• [INSTRUCTION]
Reproduce every record below exactly as it appears.

(Rows from a pointing dataset)
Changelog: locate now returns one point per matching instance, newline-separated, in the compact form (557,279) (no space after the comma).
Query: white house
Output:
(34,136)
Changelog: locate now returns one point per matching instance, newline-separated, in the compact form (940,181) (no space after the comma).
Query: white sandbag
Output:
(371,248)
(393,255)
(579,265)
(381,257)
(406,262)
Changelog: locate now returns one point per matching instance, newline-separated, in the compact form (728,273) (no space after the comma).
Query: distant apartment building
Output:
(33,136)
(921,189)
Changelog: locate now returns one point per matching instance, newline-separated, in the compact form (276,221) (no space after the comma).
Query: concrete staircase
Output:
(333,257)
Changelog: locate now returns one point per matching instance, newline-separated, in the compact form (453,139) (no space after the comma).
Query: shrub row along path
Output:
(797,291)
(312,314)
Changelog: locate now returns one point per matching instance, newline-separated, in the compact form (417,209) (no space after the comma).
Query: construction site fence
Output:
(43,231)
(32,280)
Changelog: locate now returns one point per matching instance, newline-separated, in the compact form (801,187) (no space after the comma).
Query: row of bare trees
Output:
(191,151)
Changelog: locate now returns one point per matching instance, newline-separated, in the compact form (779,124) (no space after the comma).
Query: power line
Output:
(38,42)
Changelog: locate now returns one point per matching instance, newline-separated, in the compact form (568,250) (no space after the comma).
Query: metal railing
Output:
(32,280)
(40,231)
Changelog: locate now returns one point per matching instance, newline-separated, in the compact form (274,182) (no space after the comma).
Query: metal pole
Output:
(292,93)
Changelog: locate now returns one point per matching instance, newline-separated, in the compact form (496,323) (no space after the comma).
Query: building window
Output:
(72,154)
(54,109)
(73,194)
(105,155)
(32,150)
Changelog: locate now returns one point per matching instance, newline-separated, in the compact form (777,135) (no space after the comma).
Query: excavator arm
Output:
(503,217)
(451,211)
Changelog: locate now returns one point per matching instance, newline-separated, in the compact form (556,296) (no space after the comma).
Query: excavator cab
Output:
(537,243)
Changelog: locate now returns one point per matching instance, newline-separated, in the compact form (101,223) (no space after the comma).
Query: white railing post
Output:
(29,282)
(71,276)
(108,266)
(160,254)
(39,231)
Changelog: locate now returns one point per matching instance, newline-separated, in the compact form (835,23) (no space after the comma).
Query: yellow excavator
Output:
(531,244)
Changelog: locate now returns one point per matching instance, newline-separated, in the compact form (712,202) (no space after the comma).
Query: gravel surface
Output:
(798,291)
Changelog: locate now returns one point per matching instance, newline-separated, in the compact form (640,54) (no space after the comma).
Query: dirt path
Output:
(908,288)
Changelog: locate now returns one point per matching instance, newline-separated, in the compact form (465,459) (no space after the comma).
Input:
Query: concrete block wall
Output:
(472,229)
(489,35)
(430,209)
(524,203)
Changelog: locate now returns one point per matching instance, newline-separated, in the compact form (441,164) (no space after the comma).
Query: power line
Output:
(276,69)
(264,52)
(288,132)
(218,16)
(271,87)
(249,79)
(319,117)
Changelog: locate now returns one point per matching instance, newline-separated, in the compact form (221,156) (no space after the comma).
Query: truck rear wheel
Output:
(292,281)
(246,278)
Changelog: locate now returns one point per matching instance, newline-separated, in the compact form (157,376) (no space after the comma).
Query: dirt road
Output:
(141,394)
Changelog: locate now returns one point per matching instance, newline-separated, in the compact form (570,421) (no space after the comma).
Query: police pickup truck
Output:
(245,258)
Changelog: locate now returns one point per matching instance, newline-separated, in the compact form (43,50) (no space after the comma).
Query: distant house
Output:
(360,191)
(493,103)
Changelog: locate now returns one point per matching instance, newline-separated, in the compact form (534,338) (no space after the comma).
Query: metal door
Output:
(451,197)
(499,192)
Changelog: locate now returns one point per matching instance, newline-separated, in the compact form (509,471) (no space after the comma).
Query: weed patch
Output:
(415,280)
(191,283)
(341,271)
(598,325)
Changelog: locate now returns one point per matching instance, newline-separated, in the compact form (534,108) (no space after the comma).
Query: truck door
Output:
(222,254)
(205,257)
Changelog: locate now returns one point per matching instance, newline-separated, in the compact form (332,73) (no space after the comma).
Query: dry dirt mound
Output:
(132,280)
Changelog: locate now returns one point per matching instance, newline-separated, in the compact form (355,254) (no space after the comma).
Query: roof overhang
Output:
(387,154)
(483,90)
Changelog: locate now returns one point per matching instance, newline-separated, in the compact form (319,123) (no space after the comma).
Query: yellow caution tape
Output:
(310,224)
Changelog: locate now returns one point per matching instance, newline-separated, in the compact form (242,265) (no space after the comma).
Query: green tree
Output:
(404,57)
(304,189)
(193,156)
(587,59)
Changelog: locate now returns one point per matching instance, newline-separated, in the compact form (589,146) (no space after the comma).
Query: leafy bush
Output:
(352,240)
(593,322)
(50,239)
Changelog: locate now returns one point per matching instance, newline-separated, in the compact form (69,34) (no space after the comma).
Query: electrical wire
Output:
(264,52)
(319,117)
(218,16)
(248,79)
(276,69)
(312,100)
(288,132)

• [COMPLETE RESPONSE]
Changelog: locate now returns one point per matching instance, newline-separated, in the compact form (557,279) (no space after the comma).
Query: white house
Output:
(34,136)
Changelog: locate now returns one point per matching instance, newline-separated, in the compact form (940,181) (no space after the comma).
Query: white sandbag
Output:
(371,248)
(393,255)
(579,265)
(381,257)
(406,262)
Changelog: locate now returns one point per matching instance, newline-separated, in the compact form (728,273) (no space after the comma).
Query: distant apartment building
Output:
(33,136)
(921,189)
Changelog: locate now returns one point per matching instance, newline-separated, in the compact form (276,221) (no space after the comma).
Query: concrete staircase
Output:
(333,257)
Changelog: locate now returns one point per matching instance, newline-separated, in the compact form (453,139) (no space after the comma).
Query: shrub row along path
Output:
(797,291)
(312,314)
Changelog: locate now returns one point per matching instance, newline-separated, in the compact form (417,209) (no space after the comma).
Query: construction site fence
Output:
(43,231)
(32,280)
Changelog: locate now returns one point per matching instance, newline-separated, in the compact form (801,187) (no space after the comma).
Query: row of bare trees
Output:
(191,151)
Changelog: locate now returns one point per matching instance, newline-separated, in the compact form (779,124) (no space after the comma).
Query: power line
Output:
(38,42)
Changelog: locate now returns one point per matching instance, newline-separated, in the compact form (568,250) (no space after the comma).
Query: metal railing
Output:
(32,280)
(40,231)
Changelog: locate now returns one point per matching instance, newline-separated, in the compact form (274,182) (no space after the comma).
Query: metal pole
Output:
(292,93)
Changelog: locate now returns one point per matching instance, newline-separated, in the compact form (496,323) (no space after the comma).
Query: building window
Output:
(72,154)
(54,109)
(73,194)
(105,155)
(32,150)
Changelog: locate now returns one point per matching instance, newline-separated, in the compact form (777,135) (no space after the comma).
Query: excavator arm
Output:
(503,217)
(451,211)
Changelog: locate now returns one point per matching instance, newline-separated, in the compact form (556,296) (no space after the comma).
Query: excavator cab
Output:
(537,243)
Changelog: locate now returns one point per matching instance, newline-separated, in the compact form (101,223) (no space after the comma).
Query: white railing post
Output:
(29,282)
(71,276)
(108,266)
(160,254)
(39,231)
Changelog: locate now returns one point per matching instance, newline-separated, in the compact form (835,23) (no space after the comma).
Query: yellow excavator
Output:
(531,244)
Changelog: locate now returns one point per matching instance, newline-separated, in the compact form (712,202) (no space after the comma).
Query: gravel surface
Output:
(798,291)
Changelog: locate now returns one point per matching instance, newline-separated, in the compact form (640,54) (no space after the comma).
Query: dirt path
Output:
(908,288)
Changelog: locate now returns one point per matching instance, newline-separated, in the compact form (465,459) (no space after the comma).
Input:
Query: concrete block wall
Output:
(472,229)
(489,35)
(430,209)
(524,203)
Changelog: locate now returns one point per matching instance, newline-separated, in the compact form (441,164) (no space after the comma).
Query: power line
Output:
(276,69)
(264,52)
(288,132)
(218,16)
(271,87)
(249,79)
(319,117)
Changelog: locate now returns one point per matching instance, newline-separated, in the compact form (221,156) (no space after the comma).
Query: truck rear wheel
Output:
(292,281)
(246,278)
Changelog: locate now returns one point per matching instance, newline-separated, in the compact form (157,376) (no space after the comma).
Query: dirt road
Output:
(141,394)
Changelog: locate now returns one point per matching instance, newline-separated, in the compact form (570,421) (no space after the comma).
Query: police pickup truck
Output:
(245,258)
Changelog: locate now returns one point per matching instance, newline-separated, in the compact form (43,50) (no space after the comma).
Query: distant house
Output:
(360,191)
(493,103)
Changelog: locate now returns one point per matching instance, newline-separated, in the compact form (534,338) (no space after the comma).
Query: metal door
Output:
(451,197)
(499,192)
Changelog: locate now returns one point per matching instance, newline-separated, in the compact form (509,471) (no space after the comma).
Query: weed patch
Output:
(415,280)
(191,283)
(341,271)
(598,325)
Changelog: locate now returns one point per matching instance, newline-separated, in the compact form (534,108) (no space after the comma).
Query: truck door
Output:
(222,254)
(205,257)
Changelog: locate now returns one point per matching instance, newline-separated, in the compact form (332,73) (no space after the comma).
Query: dry dirt mound
Output:
(132,280)
Changelog: locate now returns one point per matching instance, newline-separated, in the compact form (355,254) (no space after the comma).
Query: roof overhang
Output:
(387,154)
(483,90)
Changelog: locate now returns one point per matching instance, newline-separated, in the compact form (319,123) (no space after the comma).
Query: yellow caution tape
Output:
(310,224)
Changelog: locate now returns one point per matching instance, newline-separated, in the compact form (242,265) (no space after the comma).
Query: green tree
Output:
(404,57)
(304,189)
(193,156)
(587,59)
Changelog: locate now returns one point per matching instance, newline-separated, in the compact form (589,146) (no space after the comma).
Query: leafy bush
Output:
(352,240)
(593,322)
(50,239)
Changelog: locate now returns one point per matching instance, newline-separated, in the compact form (69,34) (no space after the comma).
Query: electrical wire
Output:
(264,52)
(319,117)
(218,16)
(248,79)
(276,69)
(312,100)
(288,132)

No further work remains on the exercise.